━━━ Material da tarefa

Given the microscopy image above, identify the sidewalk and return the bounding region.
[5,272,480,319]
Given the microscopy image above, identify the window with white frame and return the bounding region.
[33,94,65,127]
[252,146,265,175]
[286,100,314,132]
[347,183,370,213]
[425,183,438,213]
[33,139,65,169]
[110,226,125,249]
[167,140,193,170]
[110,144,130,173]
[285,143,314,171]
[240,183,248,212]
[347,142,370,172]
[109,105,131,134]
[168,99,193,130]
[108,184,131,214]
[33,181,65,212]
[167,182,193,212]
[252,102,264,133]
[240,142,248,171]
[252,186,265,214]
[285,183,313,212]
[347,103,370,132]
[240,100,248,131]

━━━━━━

Retorne todas as linhas acima sem alterar nada.

Given the microscopy image above, identify the sidewalk and return the bounding region.
[5,272,480,319]
Given the microscopy image above, identify the window with white frame and return the bounding region.
[33,94,65,127]
[252,146,265,175]
[286,100,314,132]
[347,183,370,213]
[425,183,438,213]
[33,139,65,169]
[110,226,125,249]
[167,140,193,170]
[110,144,130,173]
[285,143,314,171]
[240,183,248,212]
[347,142,370,172]
[109,105,131,134]
[168,99,193,130]
[108,184,131,214]
[33,181,65,212]
[167,182,193,212]
[252,102,264,133]
[240,142,248,171]
[252,186,265,214]
[285,183,313,212]
[347,103,370,132]
[240,100,248,131]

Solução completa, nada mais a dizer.